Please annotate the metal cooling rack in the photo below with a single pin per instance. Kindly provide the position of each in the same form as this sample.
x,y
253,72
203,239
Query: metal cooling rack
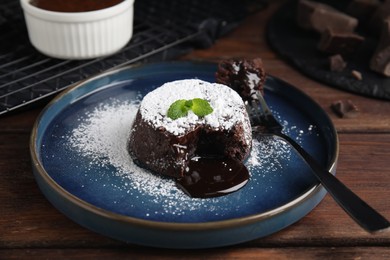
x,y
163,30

□ □ □ □

Write out all of the lines above again, requests included, shifting each coordinate in the answers by adding 142 to it. Keep the numbers in the requests and their format samples as they are, and leave the pictures out.

=== Answer in full ===
Please annotate the metal cooling rack in the photo below with a single pin per instance. Kindly provide the position of each in the same form as this sample.
x,y
253,72
203,239
Query: metal cooling rack
x,y
305,172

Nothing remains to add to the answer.